Which lines run from the one containing "Identify the ear and" to the end of the entries? Copy them exactly, both ends included, and give nothing else.

__________

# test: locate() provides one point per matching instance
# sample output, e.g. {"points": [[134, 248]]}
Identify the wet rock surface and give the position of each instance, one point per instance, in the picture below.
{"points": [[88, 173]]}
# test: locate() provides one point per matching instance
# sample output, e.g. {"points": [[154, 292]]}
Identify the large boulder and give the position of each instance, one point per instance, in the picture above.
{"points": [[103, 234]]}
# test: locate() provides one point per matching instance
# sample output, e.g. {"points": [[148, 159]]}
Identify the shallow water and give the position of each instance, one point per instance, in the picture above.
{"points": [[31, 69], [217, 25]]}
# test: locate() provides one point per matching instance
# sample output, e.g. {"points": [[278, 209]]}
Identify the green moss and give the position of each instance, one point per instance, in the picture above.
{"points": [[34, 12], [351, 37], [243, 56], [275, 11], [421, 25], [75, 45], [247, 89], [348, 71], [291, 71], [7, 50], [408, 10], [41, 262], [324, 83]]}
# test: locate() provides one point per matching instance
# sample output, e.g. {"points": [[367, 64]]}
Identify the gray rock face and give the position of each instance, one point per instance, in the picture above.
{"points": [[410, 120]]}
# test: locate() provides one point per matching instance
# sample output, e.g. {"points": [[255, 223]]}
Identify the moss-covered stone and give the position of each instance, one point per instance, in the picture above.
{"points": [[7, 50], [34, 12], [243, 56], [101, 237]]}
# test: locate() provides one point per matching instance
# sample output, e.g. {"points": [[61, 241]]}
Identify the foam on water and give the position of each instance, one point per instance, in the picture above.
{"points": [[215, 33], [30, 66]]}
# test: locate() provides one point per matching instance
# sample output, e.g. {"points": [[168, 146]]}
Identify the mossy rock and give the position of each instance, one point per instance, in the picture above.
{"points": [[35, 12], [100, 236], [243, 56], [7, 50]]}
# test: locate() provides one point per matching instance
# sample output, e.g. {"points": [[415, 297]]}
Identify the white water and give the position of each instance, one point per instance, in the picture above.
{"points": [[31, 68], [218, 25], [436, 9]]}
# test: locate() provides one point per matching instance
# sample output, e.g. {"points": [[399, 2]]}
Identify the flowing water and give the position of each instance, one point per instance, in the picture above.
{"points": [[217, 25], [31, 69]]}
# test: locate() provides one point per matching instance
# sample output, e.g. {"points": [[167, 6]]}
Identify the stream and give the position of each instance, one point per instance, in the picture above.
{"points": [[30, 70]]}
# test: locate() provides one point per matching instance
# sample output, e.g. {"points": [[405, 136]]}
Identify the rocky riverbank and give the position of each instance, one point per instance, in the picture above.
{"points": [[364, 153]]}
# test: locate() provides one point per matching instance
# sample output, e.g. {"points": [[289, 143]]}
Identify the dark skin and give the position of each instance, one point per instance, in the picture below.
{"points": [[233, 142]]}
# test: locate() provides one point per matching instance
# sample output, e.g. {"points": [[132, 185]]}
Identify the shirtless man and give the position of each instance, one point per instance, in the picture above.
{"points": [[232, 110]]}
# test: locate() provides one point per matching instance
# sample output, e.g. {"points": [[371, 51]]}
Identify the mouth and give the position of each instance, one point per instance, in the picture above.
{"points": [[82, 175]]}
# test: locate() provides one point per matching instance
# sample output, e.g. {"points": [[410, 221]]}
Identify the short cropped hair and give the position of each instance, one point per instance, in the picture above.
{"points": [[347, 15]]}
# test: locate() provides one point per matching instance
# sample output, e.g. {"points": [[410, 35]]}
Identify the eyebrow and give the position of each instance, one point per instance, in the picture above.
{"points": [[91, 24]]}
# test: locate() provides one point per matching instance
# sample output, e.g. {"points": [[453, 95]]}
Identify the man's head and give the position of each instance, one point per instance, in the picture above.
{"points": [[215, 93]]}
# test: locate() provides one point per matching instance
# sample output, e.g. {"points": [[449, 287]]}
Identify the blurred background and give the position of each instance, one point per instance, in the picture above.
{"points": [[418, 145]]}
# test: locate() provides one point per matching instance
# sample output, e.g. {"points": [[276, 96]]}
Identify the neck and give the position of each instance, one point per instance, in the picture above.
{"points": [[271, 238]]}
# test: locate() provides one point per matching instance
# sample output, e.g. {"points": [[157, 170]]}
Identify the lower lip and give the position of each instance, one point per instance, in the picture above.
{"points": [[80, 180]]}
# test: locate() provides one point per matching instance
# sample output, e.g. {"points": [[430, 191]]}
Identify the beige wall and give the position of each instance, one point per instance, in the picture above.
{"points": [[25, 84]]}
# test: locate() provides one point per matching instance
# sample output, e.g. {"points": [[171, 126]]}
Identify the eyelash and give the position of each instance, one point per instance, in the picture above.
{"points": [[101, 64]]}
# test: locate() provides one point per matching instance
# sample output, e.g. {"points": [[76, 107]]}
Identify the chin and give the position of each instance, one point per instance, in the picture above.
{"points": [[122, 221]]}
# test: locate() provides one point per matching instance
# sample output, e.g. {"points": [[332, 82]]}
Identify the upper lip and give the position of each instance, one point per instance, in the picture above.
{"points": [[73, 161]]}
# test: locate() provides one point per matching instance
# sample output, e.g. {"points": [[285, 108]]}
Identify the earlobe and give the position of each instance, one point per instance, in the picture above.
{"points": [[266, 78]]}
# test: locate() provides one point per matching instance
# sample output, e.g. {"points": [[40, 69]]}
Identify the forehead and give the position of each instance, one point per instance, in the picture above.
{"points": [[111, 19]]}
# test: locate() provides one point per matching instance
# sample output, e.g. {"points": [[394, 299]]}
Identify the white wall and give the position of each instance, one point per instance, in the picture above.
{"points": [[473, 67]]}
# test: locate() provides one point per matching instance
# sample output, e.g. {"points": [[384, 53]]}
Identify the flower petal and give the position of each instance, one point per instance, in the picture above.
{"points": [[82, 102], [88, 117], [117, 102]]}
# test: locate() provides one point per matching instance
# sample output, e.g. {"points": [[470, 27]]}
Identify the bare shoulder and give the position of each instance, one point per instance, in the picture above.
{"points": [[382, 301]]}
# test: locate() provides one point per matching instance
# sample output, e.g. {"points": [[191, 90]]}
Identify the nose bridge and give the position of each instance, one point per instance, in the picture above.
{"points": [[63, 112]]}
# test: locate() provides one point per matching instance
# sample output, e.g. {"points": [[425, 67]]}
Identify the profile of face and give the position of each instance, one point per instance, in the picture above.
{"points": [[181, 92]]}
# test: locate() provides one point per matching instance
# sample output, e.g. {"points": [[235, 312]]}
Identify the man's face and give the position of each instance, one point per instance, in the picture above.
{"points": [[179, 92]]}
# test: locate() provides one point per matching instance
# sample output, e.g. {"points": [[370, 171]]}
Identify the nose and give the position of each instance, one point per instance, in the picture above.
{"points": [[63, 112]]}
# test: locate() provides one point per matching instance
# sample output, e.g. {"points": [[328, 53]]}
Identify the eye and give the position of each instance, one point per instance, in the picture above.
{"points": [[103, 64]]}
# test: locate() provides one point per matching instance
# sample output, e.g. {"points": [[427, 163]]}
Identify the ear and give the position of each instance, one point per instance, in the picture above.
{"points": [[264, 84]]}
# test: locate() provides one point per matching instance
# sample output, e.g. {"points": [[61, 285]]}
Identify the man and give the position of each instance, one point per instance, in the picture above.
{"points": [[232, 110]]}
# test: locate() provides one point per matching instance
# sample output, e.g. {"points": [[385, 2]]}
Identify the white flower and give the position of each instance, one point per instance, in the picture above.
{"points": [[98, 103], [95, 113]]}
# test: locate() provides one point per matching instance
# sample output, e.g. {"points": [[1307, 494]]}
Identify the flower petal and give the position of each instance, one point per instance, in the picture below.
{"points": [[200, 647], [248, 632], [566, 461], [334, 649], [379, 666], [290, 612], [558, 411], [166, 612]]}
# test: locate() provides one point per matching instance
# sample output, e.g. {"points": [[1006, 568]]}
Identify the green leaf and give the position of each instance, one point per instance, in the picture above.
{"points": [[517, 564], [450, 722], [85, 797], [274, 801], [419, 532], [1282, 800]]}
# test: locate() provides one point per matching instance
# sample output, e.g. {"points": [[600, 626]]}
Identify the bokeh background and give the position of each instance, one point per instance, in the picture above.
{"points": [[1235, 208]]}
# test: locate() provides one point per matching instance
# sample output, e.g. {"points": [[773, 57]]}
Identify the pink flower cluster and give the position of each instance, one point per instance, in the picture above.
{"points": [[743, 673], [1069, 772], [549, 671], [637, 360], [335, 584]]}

__________

### TASK ANSWER
Identify the ear and give the position of each instance, one point per instance, in the picture above.
{"points": [[264, 84]]}
# test: locate() provides one point per matching instance
# sample output, e.g. {"points": [[61, 285]]}
Identify the man and give the position of each instance, one point per instance, in the picture above.
{"points": [[232, 110]]}
# test: locate() provides one point per matching instance
# sample output, e.g. {"points": [[385, 2]]}
Identify the white flower and give the position of each instance, one point per instance, in the picture above.
{"points": [[98, 103], [95, 113]]}
# test: locate() provides one point per matching instance
# sample output, e.g. {"points": [[1307, 494]]}
Identify the flower petal and give the position of each instance, one point per instance, in the picture below.
{"points": [[200, 647], [248, 632], [566, 461], [334, 649], [379, 666], [290, 612], [558, 411], [166, 612]]}
# test: locate() provides one point per matching instance
# sample output, e.g. {"points": [[1006, 568]]}
Identify the green leaf and give the position of each instance, one point per instance, in the picture above.
{"points": [[517, 564], [450, 722], [85, 797], [274, 801], [419, 532], [1282, 800]]}
# test: locate() provides one point per matching instance
# sample output, e.g. {"points": [[600, 626]]}
Identify the bokeh background and give the position of each instance, one point per instance, in the picture above.
{"points": [[1235, 208]]}
# test: locate() provides one point per matching instance
# sample output, e.g. {"points": [[773, 57]]}
Identify the pink flower cluster and give the position of each instance, one point per instance, in the picture above.
{"points": [[743, 673], [1069, 772], [549, 671], [637, 360], [335, 584]]}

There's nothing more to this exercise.